*** Opening of Exercise data ***
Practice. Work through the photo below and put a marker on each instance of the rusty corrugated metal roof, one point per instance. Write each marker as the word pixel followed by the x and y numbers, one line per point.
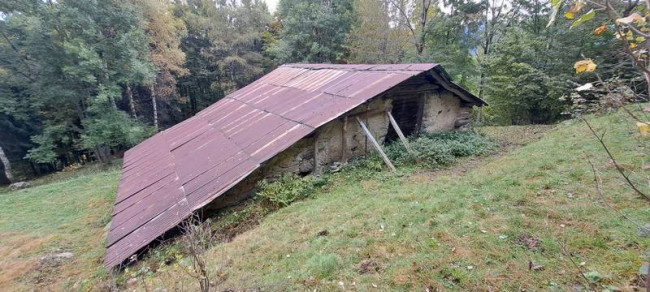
pixel 170 175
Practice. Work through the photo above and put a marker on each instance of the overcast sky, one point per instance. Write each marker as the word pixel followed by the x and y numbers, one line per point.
pixel 272 4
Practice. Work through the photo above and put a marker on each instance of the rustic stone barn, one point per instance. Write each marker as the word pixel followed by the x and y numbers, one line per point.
pixel 299 118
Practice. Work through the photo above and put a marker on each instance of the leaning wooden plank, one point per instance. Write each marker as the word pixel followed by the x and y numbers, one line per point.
pixel 399 133
pixel 376 144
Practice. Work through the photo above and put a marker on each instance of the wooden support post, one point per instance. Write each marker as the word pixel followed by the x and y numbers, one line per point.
pixel 344 141
pixel 316 154
pixel 399 133
pixel 376 144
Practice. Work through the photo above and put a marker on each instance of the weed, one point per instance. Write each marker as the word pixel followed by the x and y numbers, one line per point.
pixel 440 149
pixel 289 188
pixel 324 266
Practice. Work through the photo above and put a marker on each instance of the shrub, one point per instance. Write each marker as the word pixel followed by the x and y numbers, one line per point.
pixel 440 149
pixel 289 188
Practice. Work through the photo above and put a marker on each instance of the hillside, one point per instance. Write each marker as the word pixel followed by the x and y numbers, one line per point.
pixel 475 225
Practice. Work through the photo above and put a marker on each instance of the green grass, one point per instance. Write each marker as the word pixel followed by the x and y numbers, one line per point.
pixel 472 226
pixel 453 229
pixel 65 213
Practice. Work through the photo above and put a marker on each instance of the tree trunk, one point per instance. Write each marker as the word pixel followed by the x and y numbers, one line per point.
pixel 129 95
pixel 155 108
pixel 7 165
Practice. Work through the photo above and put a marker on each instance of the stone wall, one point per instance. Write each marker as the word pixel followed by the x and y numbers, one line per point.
pixel 442 111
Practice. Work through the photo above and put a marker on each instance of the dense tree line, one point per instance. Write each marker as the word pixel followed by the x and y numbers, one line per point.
pixel 85 80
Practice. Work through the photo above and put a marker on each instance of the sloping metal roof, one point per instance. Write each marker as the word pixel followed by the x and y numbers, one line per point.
pixel 170 175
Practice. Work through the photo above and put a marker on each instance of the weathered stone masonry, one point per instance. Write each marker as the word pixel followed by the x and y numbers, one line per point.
pixel 430 108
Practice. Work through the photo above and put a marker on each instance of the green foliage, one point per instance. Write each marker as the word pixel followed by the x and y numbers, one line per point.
pixel 440 149
pixel 313 31
pixel 223 47
pixel 289 188
pixel 113 128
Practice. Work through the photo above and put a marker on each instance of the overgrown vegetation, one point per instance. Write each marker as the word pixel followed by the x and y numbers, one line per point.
pixel 440 149
pixel 465 227
pixel 289 188
pixel 73 95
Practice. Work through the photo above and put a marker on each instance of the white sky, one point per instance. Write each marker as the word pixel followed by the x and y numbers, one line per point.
pixel 273 4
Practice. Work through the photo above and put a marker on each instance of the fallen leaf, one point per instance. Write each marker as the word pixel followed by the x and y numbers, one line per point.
pixel 644 128
pixel 634 17
pixel 587 65
pixel 600 30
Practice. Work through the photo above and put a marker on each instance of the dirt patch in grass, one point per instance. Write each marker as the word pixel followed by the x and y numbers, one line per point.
pixel 369 266
pixel 529 242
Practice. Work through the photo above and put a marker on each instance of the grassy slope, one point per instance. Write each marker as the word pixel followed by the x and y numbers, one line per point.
pixel 456 229
pixel 65 212
pixel 419 229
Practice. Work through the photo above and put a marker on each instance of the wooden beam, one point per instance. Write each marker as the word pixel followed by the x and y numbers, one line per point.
pixel 376 144
pixel 399 133
pixel 448 87
pixel 344 141
pixel 316 154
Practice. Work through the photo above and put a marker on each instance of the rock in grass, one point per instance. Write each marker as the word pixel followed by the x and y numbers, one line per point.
pixel 57 257
pixel 19 185
pixel 645 230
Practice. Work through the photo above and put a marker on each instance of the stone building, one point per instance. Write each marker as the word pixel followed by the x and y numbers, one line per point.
pixel 299 118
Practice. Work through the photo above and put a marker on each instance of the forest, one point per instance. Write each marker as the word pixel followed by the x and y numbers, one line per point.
pixel 84 80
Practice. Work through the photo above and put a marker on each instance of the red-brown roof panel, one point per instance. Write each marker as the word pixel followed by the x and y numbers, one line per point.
pixel 180 170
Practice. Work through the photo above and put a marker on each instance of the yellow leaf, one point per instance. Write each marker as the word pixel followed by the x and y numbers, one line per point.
pixel 600 30
pixel 634 17
pixel 585 66
pixel 577 6
pixel 644 128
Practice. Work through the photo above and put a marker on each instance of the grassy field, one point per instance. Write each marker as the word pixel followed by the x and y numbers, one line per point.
pixel 474 226
pixel 63 212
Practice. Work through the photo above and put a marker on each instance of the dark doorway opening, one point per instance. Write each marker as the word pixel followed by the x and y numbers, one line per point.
pixel 407 112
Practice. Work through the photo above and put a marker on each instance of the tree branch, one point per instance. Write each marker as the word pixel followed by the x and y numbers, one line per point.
*** Close of Exercise data ***
Work to complete: Please make your reply exactly the lines from the one containing "stone building, one" through the end of the entries above, and nothing more.

Problem solution:
Practice. Work through the photo above and put a marker on each instance of the stone building, one point per instance. Write each marker as the word pixel followed by the x and y numbers, one line per point.
pixel 299 118
Practice. Work through the photo above and put a marker on each instance of the forest, one point per instance. Write each marker as the word pixel followed by the x and y numbers, one line per point.
pixel 84 80
Practice. Work through the photo above and put a marker on each instance of the red-brown roof panel, one point per instance. Write each marker as the word pixel followed by the x and y numbers, one line per point.
pixel 180 170
Practice. Work through the photo above and put a marker on each instance of the yellow leaf, one point per instance. Write each marker as the word pixel followed by the x and y numbers, one line per point.
pixel 600 30
pixel 634 17
pixel 585 66
pixel 577 6
pixel 644 128
Practice. Work through the photo above and put a marker on each instance of the grassy field, one point per instance. Write each marker as the word pixel followed by the x and y numbers, one line per point.
pixel 474 226
pixel 63 212
Practice. Work through the photo above and put a marker on each instance of the dark doorway opening, one point per instance. Write each marker as the word pixel followed by the x and y numbers, one line per point.
pixel 407 112
Practice. Work through the photo above and put a marker on each instance of the tree branch, one point per instance. Write each marker as the word pixel followed by the x and y numbers, one line per point.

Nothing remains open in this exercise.